** Collected data **
=-=-=

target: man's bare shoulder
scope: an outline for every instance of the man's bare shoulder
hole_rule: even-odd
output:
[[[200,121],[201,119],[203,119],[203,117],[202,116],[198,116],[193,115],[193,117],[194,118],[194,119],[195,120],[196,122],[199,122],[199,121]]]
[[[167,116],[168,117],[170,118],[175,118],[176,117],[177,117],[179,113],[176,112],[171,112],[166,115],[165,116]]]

=-=-=

** Written problem **
Add 51 to every x and y coordinate in the outline answers, and write out every line of the records again, including the lines that come before each answer.

** Final result **
target: man's bare shoulder
scope: an outline for every instance of the man's bare shoulder
hole_rule: even-odd
output:
[[[251,172],[252,170],[254,170],[254,168],[253,167],[249,167],[244,166],[244,168],[245,169],[245,170],[246,171],[247,173],[250,173],[250,172]]]
[[[218,167],[219,168],[221,169],[226,169],[227,168],[228,168],[230,164],[227,163],[222,163],[217,166],[216,167]]]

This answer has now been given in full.